== What needs to be done ==
Repeat exactly, and only, the lines from the line containing "TARGET = white rushing water" through the last line of the records below, including both.

== Record set ==
===
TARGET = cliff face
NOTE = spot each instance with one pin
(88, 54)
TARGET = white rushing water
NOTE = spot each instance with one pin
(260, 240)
===
== Solution ==
TARGET = white rushing water
NOTE = spot each instance with one pin
(260, 240)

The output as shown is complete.